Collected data

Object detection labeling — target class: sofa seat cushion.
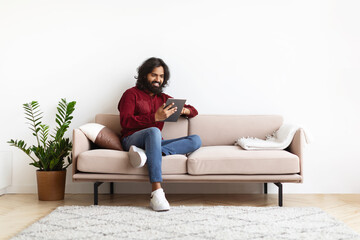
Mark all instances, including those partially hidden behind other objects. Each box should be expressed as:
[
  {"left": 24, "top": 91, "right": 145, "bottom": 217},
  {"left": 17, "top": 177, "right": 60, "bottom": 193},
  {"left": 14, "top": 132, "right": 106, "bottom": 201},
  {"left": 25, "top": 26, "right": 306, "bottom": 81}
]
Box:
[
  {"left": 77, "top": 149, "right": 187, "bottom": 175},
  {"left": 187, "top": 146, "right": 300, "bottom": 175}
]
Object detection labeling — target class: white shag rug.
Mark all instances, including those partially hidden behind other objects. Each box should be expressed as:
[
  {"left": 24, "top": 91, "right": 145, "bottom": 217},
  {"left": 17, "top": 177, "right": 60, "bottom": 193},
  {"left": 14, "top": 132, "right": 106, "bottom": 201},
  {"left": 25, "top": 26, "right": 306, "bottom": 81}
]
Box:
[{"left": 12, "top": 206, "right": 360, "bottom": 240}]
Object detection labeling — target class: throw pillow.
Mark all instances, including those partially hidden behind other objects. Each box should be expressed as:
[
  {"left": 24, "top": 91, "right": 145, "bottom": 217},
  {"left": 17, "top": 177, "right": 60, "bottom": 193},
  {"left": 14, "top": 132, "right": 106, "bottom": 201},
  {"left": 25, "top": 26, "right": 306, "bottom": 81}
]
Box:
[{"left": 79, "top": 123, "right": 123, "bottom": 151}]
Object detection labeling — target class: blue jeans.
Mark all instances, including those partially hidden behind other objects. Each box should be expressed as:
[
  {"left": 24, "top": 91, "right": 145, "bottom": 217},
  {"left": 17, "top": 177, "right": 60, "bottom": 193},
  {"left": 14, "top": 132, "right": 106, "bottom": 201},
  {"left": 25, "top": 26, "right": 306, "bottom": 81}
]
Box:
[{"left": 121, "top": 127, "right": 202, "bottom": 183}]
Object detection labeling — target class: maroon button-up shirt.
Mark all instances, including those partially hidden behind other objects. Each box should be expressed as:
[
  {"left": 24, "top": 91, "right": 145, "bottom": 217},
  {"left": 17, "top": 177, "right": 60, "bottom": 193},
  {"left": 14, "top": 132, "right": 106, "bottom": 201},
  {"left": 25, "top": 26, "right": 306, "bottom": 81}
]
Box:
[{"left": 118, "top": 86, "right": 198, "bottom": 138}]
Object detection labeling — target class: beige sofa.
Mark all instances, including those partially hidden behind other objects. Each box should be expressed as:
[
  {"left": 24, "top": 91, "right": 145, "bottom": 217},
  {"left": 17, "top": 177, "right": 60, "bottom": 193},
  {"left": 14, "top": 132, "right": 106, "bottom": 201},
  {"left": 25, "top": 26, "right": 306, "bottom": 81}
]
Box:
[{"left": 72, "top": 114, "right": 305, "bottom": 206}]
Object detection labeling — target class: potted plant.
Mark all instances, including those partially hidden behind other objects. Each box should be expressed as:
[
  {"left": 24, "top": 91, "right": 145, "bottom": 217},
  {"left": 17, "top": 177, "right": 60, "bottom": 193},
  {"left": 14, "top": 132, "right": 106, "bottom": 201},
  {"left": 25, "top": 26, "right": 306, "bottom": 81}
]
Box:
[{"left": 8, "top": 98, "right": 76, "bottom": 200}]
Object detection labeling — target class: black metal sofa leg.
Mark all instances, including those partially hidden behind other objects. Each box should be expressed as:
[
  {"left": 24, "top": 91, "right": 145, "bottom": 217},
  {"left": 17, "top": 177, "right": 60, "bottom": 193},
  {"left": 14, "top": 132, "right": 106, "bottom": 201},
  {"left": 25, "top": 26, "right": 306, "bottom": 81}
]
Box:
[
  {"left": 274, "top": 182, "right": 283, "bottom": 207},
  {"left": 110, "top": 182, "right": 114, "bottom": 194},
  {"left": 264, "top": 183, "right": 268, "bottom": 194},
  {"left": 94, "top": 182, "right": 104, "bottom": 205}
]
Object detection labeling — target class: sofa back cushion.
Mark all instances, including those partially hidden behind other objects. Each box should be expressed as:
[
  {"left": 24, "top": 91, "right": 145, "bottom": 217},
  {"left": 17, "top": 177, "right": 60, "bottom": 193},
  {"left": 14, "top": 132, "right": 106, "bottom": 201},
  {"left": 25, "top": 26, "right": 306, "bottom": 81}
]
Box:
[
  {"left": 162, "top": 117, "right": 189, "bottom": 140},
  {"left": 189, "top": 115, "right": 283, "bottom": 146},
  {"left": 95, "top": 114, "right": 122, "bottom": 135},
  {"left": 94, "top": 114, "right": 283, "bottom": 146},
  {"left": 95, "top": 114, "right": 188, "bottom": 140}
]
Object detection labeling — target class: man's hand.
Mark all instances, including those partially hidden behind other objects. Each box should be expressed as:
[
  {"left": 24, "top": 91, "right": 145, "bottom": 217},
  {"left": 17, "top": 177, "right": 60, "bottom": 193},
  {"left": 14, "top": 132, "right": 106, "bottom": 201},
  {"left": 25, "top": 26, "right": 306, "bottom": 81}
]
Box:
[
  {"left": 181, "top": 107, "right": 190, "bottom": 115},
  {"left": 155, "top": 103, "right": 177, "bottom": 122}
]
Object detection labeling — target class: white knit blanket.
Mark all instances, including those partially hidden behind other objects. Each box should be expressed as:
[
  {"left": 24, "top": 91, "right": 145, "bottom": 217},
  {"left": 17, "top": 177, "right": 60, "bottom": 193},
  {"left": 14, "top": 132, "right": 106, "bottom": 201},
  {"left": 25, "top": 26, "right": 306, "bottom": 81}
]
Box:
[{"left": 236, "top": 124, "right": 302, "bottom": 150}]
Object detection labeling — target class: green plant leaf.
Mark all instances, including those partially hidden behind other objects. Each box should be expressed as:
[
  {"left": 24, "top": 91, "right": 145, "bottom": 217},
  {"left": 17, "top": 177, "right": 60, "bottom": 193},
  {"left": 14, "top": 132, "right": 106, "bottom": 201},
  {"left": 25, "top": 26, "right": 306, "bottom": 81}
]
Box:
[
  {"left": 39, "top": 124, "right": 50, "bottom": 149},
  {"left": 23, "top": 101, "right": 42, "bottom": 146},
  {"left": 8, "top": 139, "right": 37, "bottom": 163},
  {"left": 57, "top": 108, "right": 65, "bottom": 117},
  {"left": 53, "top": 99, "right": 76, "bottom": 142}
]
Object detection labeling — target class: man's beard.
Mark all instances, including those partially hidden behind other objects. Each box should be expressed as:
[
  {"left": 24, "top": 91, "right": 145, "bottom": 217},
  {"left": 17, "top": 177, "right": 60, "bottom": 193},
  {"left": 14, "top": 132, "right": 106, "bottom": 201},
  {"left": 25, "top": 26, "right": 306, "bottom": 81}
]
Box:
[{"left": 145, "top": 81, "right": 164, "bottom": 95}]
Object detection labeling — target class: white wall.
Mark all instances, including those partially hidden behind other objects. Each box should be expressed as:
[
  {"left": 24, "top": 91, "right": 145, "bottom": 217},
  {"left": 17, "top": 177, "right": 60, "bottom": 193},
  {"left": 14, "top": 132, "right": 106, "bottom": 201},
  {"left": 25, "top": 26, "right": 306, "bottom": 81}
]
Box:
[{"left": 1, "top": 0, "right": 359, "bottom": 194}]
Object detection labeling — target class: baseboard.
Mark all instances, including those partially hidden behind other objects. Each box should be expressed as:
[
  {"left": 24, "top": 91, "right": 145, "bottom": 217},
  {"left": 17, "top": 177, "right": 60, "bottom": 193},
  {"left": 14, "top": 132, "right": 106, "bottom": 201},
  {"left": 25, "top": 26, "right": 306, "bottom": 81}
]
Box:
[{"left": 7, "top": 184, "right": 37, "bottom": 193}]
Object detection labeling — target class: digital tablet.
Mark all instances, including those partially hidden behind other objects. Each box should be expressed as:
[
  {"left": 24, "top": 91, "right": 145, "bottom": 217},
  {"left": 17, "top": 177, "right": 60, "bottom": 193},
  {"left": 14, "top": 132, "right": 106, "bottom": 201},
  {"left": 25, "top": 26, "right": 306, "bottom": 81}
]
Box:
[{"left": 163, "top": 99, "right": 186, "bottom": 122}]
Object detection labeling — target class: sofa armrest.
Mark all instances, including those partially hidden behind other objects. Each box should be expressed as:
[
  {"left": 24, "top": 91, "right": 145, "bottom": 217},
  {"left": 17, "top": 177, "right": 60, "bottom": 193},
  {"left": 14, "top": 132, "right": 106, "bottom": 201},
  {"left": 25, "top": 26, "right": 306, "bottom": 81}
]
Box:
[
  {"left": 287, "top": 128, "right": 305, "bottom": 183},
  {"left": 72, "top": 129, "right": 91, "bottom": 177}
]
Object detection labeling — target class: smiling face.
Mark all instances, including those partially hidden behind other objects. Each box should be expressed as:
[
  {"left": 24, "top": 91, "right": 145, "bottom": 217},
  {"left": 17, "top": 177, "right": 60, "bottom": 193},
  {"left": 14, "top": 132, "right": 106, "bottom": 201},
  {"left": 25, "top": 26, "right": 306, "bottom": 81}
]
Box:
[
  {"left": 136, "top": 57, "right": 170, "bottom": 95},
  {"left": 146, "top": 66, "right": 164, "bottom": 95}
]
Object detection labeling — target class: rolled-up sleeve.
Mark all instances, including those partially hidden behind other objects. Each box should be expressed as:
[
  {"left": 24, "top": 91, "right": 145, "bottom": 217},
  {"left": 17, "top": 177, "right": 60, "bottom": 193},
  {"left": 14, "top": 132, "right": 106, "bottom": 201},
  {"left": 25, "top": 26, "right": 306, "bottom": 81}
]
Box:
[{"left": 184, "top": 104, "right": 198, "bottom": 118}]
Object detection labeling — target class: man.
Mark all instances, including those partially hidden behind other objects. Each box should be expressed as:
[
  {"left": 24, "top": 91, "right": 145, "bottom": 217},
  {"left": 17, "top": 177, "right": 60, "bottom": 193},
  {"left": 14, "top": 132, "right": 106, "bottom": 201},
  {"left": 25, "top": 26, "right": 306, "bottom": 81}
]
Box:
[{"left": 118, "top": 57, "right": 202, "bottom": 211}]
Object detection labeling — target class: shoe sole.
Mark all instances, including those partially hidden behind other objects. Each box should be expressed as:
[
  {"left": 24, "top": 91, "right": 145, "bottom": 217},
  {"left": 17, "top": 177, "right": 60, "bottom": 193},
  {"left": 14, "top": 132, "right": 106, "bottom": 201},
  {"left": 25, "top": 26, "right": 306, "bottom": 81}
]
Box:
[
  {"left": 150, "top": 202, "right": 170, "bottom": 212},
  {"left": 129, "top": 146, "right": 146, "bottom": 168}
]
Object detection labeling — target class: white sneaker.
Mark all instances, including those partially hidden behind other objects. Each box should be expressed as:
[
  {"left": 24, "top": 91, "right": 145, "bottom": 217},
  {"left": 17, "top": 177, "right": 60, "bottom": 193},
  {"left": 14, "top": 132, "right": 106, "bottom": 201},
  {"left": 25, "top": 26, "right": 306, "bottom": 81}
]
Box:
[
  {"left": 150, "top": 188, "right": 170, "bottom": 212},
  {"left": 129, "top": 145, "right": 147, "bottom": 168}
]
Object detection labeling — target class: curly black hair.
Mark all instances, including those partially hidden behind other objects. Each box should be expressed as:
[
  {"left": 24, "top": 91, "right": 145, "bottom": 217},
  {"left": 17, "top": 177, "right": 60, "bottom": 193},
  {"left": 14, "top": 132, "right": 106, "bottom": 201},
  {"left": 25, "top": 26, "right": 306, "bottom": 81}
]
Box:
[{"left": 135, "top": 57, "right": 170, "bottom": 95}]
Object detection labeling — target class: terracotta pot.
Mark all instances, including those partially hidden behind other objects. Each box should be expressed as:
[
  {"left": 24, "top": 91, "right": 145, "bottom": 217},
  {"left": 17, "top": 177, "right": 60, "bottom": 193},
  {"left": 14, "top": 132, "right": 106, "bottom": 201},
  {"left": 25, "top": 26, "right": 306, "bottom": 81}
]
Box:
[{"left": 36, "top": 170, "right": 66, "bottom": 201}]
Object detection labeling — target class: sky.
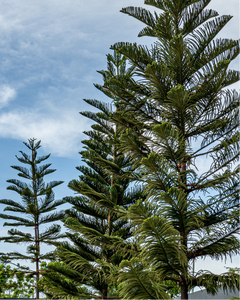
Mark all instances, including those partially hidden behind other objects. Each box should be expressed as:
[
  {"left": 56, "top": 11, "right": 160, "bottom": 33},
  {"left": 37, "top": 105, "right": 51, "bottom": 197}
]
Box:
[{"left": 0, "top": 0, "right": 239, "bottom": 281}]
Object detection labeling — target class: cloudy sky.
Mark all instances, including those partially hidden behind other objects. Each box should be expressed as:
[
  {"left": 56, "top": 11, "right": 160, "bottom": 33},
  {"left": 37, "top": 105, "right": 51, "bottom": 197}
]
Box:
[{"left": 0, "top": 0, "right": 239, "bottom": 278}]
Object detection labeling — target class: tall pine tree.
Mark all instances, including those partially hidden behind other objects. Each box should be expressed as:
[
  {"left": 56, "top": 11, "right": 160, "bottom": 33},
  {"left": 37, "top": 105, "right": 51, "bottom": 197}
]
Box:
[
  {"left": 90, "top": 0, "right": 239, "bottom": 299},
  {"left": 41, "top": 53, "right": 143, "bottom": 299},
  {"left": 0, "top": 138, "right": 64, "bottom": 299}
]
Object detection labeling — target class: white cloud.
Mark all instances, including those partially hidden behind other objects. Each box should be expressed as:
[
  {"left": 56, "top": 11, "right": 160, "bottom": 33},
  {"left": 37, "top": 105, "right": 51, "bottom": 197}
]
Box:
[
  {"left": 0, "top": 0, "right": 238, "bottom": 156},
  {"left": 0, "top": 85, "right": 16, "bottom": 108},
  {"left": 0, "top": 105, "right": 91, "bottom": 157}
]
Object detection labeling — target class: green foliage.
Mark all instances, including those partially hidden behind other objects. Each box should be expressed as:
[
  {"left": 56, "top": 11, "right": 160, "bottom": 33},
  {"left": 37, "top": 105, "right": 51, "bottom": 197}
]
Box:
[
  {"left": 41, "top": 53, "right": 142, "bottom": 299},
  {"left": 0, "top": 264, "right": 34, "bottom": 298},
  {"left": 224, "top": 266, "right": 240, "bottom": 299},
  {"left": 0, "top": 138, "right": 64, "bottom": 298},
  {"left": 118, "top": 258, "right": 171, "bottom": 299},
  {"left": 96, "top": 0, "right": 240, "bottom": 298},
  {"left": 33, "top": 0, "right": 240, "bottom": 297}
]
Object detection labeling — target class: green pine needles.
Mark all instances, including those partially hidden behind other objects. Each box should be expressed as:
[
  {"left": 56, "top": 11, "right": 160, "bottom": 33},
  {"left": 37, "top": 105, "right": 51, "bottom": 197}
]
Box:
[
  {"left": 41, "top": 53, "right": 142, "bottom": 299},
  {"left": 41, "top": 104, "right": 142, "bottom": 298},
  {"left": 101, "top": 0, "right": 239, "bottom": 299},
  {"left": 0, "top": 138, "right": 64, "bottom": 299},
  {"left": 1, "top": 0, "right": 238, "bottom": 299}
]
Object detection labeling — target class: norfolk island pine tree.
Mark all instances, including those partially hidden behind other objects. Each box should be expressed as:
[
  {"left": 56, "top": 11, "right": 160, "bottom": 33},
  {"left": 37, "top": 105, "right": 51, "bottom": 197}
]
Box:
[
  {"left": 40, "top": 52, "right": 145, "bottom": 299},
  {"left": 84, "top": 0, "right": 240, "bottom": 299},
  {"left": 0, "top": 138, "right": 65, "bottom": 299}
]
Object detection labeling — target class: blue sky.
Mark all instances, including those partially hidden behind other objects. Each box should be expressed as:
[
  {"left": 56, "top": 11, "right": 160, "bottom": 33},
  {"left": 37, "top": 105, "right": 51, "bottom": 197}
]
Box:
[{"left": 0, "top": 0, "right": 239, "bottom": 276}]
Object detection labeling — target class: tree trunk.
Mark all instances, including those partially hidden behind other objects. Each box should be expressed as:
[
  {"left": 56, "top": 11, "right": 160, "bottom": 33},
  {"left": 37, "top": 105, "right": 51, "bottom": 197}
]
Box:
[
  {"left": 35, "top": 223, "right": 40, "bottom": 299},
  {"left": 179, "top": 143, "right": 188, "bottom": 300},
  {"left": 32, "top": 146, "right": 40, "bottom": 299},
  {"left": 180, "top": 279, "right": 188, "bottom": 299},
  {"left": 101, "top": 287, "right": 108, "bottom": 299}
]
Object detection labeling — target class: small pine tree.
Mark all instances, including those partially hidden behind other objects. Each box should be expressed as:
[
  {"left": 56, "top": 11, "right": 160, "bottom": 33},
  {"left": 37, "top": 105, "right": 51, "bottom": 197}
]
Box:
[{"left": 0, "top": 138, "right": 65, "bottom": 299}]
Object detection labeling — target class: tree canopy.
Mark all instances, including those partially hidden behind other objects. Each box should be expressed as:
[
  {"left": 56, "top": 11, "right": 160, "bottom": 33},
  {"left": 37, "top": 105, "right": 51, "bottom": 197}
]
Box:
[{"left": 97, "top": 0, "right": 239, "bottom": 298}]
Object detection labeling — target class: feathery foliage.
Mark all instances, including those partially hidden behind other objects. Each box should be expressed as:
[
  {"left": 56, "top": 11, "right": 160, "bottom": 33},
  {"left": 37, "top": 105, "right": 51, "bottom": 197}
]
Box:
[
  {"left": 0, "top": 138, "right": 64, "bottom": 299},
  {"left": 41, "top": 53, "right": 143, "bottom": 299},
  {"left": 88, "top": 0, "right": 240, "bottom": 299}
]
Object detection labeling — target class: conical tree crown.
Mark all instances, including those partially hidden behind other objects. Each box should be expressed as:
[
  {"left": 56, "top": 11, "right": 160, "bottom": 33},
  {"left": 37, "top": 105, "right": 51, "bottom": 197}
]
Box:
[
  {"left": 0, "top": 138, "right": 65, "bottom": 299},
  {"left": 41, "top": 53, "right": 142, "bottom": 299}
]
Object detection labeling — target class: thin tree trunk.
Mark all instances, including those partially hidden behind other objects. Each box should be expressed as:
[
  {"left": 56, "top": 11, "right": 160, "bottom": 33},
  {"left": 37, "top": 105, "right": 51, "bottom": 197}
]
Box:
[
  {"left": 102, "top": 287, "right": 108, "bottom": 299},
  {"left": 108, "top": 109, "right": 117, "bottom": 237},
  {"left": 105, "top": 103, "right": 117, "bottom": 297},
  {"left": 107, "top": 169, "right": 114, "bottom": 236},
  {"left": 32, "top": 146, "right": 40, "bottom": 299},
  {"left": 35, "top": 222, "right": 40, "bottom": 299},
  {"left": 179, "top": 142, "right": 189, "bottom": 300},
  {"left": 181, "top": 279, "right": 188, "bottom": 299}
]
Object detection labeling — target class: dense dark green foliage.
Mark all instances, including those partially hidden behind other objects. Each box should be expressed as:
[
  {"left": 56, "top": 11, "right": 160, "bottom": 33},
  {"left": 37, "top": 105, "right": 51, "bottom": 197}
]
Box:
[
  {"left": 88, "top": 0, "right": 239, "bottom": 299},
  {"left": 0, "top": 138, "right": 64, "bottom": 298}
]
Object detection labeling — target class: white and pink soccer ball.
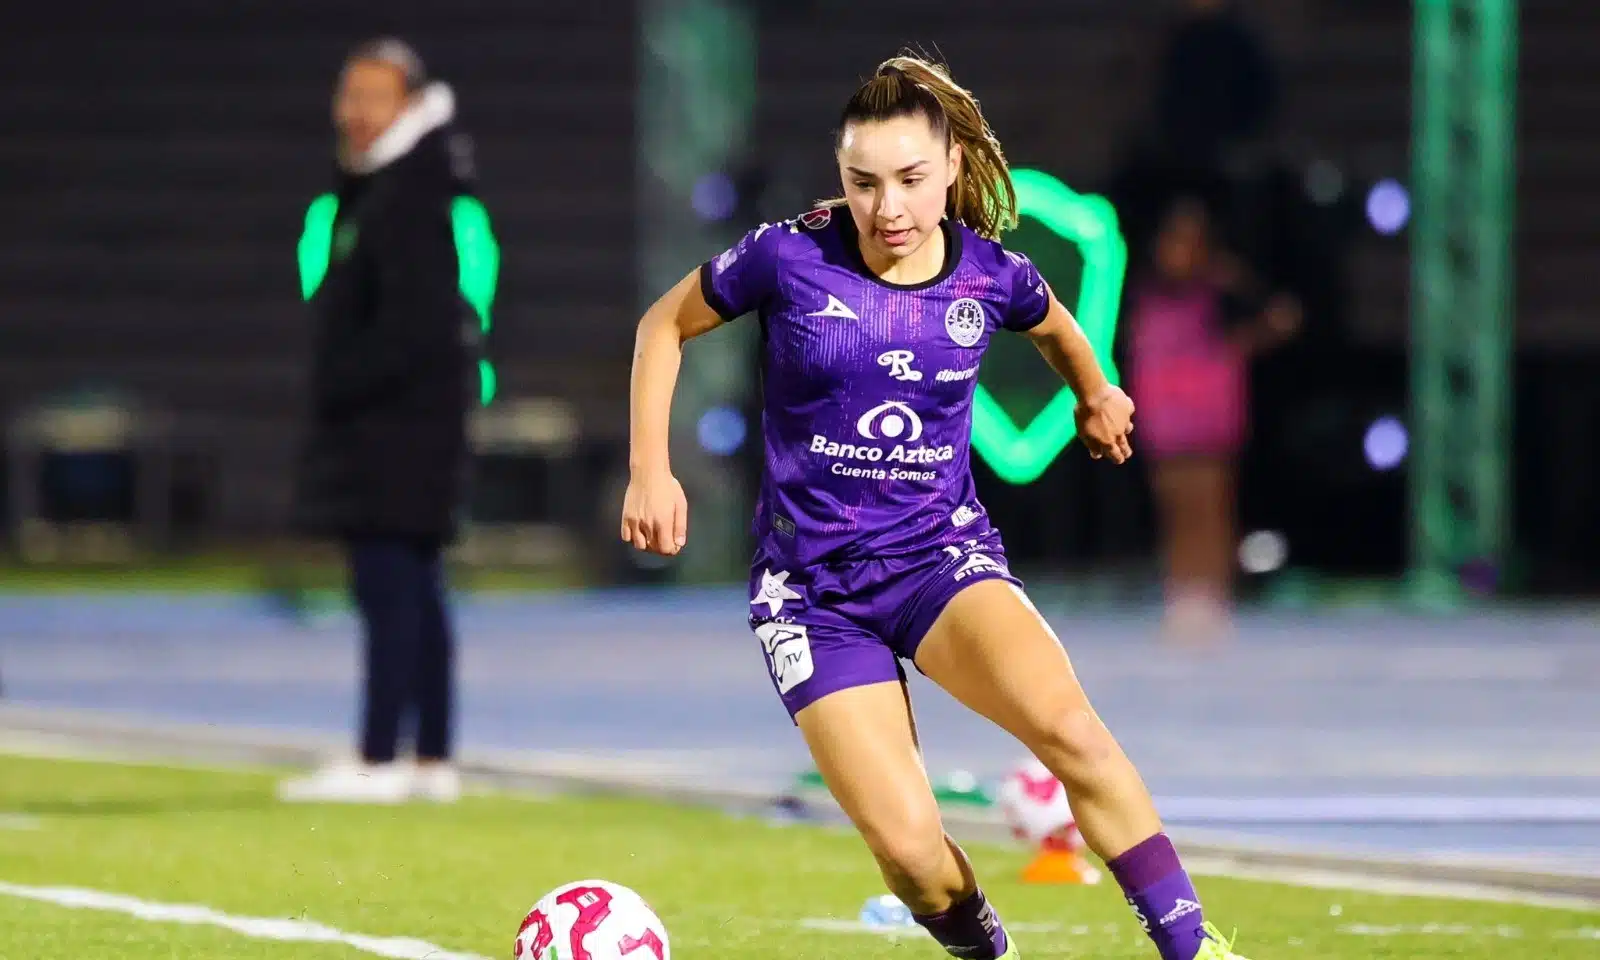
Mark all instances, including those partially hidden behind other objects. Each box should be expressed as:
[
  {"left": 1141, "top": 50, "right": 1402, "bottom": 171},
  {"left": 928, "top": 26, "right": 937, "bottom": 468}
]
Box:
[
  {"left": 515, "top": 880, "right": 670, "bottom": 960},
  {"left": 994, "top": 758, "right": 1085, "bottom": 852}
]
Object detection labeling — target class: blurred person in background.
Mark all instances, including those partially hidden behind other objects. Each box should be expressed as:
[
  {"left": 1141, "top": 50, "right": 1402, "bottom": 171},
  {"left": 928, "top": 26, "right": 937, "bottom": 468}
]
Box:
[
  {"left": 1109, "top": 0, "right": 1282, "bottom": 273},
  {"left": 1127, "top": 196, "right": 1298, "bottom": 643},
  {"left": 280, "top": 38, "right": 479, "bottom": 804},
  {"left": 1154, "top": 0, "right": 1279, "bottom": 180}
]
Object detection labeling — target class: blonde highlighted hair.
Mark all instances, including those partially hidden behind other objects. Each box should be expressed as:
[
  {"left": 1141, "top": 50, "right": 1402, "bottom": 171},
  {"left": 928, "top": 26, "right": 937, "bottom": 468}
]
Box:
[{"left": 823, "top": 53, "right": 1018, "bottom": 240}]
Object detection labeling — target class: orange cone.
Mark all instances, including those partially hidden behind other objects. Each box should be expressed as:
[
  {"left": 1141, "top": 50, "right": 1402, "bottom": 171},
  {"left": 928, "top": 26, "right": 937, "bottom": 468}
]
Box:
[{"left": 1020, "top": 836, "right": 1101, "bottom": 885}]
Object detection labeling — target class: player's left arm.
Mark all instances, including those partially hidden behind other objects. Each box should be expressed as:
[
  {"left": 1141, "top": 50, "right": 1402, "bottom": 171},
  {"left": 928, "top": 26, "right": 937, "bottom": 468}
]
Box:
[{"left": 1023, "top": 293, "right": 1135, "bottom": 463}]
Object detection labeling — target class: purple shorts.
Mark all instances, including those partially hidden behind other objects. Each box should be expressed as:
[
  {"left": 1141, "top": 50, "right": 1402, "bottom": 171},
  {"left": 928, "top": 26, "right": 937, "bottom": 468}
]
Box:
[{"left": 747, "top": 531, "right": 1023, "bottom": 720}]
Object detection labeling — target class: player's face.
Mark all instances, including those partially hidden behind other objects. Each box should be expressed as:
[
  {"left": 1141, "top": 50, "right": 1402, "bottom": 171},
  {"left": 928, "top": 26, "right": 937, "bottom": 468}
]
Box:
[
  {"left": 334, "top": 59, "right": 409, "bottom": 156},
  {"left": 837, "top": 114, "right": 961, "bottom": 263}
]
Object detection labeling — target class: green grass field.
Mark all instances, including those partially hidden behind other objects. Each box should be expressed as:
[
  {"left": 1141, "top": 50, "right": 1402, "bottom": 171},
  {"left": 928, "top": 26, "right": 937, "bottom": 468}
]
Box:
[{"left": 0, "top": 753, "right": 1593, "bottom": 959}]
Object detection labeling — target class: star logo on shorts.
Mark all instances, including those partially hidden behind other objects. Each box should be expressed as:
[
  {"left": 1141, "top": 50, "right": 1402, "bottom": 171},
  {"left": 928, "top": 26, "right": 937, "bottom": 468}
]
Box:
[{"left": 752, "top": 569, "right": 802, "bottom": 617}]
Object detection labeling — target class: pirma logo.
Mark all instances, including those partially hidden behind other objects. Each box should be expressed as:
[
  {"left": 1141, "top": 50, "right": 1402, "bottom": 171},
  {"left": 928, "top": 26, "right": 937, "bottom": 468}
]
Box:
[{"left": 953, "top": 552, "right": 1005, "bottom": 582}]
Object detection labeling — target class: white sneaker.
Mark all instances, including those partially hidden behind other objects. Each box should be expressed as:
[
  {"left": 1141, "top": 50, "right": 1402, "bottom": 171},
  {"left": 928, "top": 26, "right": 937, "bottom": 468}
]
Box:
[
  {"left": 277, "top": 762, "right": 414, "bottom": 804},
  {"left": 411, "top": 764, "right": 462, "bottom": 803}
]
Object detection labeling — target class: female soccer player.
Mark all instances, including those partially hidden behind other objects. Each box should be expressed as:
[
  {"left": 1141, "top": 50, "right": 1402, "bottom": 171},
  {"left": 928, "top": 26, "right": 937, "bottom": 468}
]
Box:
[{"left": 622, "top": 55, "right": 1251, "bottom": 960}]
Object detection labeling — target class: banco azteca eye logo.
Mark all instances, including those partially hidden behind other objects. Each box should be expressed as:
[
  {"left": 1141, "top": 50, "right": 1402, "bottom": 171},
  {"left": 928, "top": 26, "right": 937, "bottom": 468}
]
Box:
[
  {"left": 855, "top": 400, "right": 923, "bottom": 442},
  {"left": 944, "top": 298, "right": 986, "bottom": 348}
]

Task to carry out: Note how many lines of the entries contain the string "player", then give that number by itself.

Answer: 3